■ PROBLEM
Present everything from the line containing "of the dark" down to the end of the entries as a numbered list, with blank lines left out.

[Labeled-object pointing entries]
★ ★ ★
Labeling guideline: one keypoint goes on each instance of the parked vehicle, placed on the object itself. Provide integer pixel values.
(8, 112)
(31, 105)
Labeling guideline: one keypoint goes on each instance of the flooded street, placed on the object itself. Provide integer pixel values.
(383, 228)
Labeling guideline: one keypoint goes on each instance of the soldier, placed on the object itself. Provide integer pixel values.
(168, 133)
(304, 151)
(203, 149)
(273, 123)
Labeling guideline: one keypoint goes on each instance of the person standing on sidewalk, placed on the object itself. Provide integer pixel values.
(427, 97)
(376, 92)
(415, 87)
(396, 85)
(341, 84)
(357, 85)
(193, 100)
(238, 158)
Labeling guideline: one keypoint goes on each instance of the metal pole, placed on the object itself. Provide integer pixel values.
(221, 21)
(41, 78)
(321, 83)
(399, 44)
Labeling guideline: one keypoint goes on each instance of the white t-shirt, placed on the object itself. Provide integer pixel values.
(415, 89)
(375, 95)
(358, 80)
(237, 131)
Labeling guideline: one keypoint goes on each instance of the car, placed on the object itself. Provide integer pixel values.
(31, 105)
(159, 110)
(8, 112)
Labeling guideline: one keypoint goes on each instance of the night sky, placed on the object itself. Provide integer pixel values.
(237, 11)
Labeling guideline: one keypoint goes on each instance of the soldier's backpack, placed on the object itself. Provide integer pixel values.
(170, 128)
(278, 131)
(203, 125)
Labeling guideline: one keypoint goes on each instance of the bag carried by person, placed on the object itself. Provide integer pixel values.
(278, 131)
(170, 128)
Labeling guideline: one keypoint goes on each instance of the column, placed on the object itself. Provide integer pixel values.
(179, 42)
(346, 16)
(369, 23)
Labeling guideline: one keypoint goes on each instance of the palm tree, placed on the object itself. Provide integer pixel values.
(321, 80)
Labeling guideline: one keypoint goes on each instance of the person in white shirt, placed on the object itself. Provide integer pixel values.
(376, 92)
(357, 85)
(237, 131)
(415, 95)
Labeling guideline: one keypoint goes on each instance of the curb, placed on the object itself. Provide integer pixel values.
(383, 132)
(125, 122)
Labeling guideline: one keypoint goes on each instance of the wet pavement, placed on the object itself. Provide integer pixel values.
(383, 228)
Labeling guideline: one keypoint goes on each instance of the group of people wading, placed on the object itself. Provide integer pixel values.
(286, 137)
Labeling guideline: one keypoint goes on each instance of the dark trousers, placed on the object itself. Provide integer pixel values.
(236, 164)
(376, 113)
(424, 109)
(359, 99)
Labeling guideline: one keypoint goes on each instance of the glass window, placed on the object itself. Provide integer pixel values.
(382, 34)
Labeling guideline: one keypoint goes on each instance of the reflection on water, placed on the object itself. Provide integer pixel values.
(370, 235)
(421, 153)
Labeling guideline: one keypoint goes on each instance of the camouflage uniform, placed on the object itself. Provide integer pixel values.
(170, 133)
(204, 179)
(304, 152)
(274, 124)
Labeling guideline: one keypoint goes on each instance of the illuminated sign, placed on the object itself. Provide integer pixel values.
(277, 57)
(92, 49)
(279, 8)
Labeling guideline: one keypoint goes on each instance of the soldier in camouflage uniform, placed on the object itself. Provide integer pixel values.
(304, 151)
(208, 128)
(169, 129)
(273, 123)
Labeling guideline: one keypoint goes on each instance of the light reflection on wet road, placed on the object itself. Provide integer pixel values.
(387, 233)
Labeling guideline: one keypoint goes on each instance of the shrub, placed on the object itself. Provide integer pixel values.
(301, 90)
★ ★ ★
■ TASK SOLUTION
1. Labeling guideline: one keypoint goes on each instance of the dark trousers, placed on the object itself. Provide integer pixel values.
2. (236, 164)
3. (376, 113)
4. (424, 109)
5. (359, 99)
6. Labeling guideline: one keypoint goes on each instance of the glass window, placed on the object itself. Provide integer pixel values.
7. (382, 34)
8. Labeling guideline: one keypoint goes on each instance of the reflection on water, placed on the object itself. Provide integer pixel values.
9. (370, 235)
10. (421, 153)
11. Labeling guideline: one keypoint goes on each instance of the camouflage uniform, placed on the object itself. Provide integer pixel values.
12. (170, 133)
13. (204, 179)
14. (304, 152)
15. (274, 124)
16. Labeling guideline: one keypoint goes on each instance of the illuminated sign, placed on the object itself. Provide integer pixel values.
17. (277, 57)
18. (92, 49)
19. (279, 8)
20. Labeling guideline: one keypoint goes on each instance of the soldier in camouflage uniform, placed on the object itself. Provide integer pixel values.
21. (304, 151)
22. (208, 128)
23. (169, 129)
24. (273, 123)
25. Labeling guideline: one keypoint goes on each instance of the light reflection on wet road, placed on the object itself. Provide integer pixel values.
26. (387, 233)
27. Labeling guideline: one keypoint goes on each instance of the shrub, placed on the object itself. Provide integer pixel values.
28. (301, 90)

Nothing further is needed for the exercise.